* **Source text**

[start]

Category Archives: History

Getting to Vision Zero

Ticketing
EIGHTY PERCENT of the residents of Manhattan don’t own a car. Most of the more than 45 million tourists who visited Manhattan last year didn’t bring a car with them. But even after all the positive changes on Manhattan streets during the Bloomberg administration, we still have auto-centric policies that only benefit a small number of people dominating the design of the public realm. The car is still king, and as long as it is, we will not get to the zero traffic deaths that Mayor DeBlasio has promised us.

Why? Because the pedestrians and cyclists are not killing the drivers: drivers going fast enough to kill any pedestrian they hit are causing one-hundred percent of the fatalities. If the drivers slowed down to truly safe speeds, they would hit few pedestrians (as we shall see), and kill almost none of them.

At the same time that the NYPD is putting 1,000 new police officers on the street to counteract a rise in murders and violence, 4 police officers were deployed today to ticket cyclists using a busy cycle track who didn’t stop and wait for the entire duration of long red lights on the Hudson River Greenway, even though for a good ninety percent of the time there were no vehicles crossing the cycle track. Riders stood astride their bikes in the hot sun, with no cars in sight, while policemen watched them to make sure they obeyed the law. Then the riders awkwardly started up again (the reason many states allow bike riders to use the rolling “Idaho Stop” is that it’s easier to go very slowly on a bike than to stop and restart).

[end]

* **Written task 1**
Repeat the passage from the Vision Zero post, starting at "Category Archives: History" and ending at "has promised us.".
* **Written task 2**
Duplicate the entries starting at the line that contains "[locate] the pile" and ending at the last line of the entries, with both ends included. Omit the pictures from your copy.

* **Data section**
[start]

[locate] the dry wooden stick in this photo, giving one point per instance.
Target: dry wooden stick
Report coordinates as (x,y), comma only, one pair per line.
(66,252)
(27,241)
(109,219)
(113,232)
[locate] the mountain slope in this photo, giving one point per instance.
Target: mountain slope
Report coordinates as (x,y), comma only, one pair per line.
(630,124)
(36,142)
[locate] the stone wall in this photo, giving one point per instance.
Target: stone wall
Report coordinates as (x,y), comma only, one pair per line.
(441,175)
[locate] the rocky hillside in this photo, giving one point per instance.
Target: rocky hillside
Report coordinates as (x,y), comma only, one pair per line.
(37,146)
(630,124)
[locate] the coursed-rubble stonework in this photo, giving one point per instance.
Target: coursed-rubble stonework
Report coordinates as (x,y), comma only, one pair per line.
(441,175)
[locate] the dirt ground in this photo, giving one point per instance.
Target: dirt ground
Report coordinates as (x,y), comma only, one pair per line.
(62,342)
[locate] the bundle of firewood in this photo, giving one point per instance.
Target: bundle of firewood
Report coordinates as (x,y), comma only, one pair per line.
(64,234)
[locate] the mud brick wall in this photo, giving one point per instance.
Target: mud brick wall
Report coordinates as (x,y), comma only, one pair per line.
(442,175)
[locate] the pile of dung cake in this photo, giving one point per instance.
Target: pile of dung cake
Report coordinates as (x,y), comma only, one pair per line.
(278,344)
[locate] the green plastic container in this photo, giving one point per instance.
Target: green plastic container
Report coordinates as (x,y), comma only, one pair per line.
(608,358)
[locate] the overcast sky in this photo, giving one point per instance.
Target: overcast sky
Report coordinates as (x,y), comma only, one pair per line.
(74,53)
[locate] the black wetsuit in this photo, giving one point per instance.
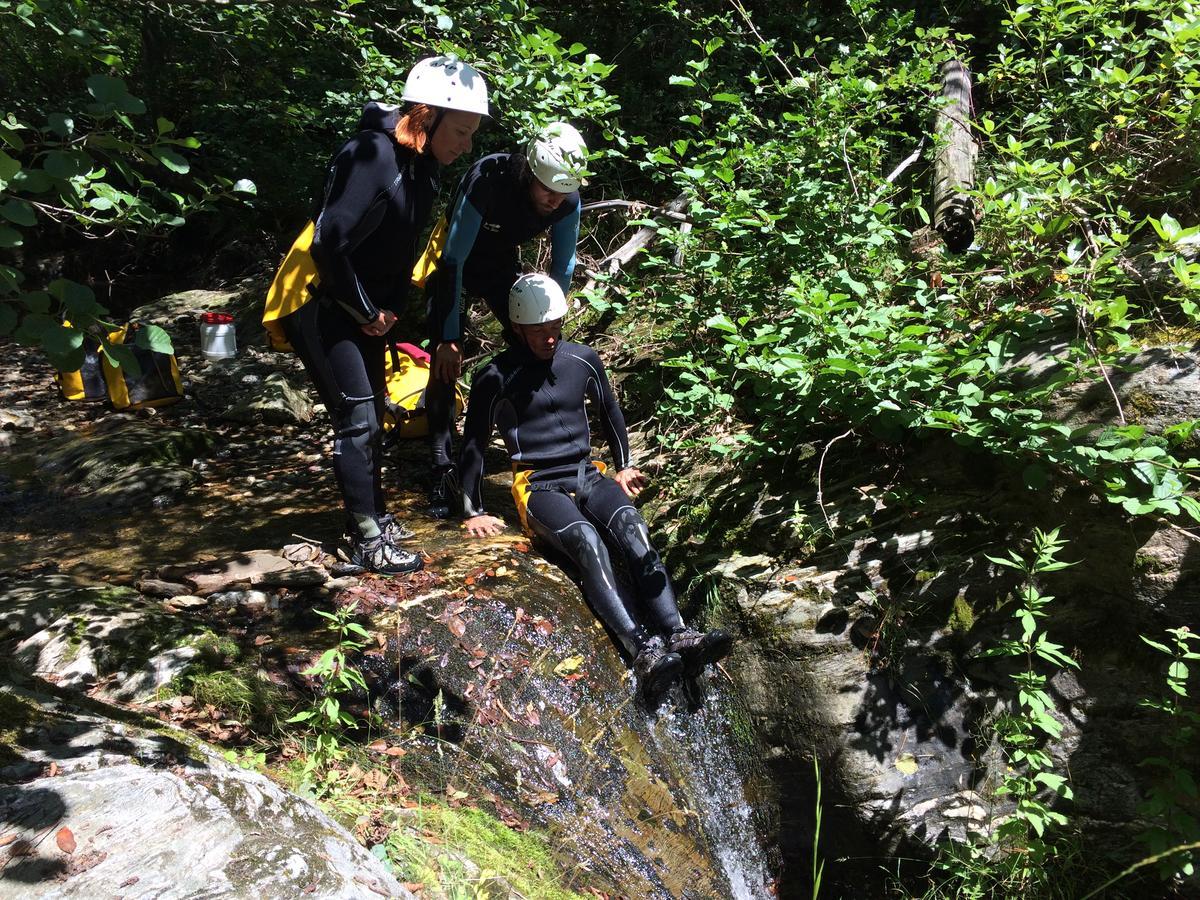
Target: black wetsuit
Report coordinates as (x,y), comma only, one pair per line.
(378,197)
(490,216)
(539,408)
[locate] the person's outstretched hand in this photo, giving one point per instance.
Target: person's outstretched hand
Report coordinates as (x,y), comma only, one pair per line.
(448,361)
(484,526)
(631,481)
(382,325)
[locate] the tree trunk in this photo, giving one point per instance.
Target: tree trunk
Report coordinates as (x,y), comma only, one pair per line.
(954,166)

[end]

* **Full response 1**
Category Archives: History

Getting to Vision Zero

Ticketing
EIGHTY PERCENT of the residents of Manhattan don’t own a car. Most of the more than 45 million tourists who visited Manhattan last year didn’t bring a car with them. But even after all the positive changes on Manhattan streets during the Bloomberg administration, we still have auto-centric policies that only benefit a small number of people dominating the design of the public realm. The car is still king, and as long as it is, we will not get to the zero traffic deaths that Mayor DeBlasio has promised us.

* **Full response 2**
[locate] the pile of dung cake in this photo, giving one point per instance.
Target: pile of dung cake
Report coordinates as (x,y), comma only, one pair per line.
(278,344)
[locate] the green plastic container in this photo, giving one point per instance.
Target: green plastic container
Report coordinates as (x,y), comma only, one pair per line.
(608,358)
[locate] the overcast sky in this photo, giving one point per instance.
Target: overcast sky
Report coordinates as (x,y), comma only, one pair per line.
(74,53)
[locate] the black wetsuit in this photo, giving one point per instance.
Target: black wetsuit
Report coordinates as (x,y), comma only, one pair per line.
(378,197)
(490,216)
(539,408)
[locate] the person's outstretched hand in this photo, giving one point per instance.
Target: person's outstretched hand
Report coordinates as (x,y), comma only, one pair per line.
(448,361)
(484,526)
(631,481)
(382,325)
[locate] the tree trunk in this photo, giving one point per instance.
Target: tree trunk
Report coordinates as (x,y), comma only, one pair per line.
(954,166)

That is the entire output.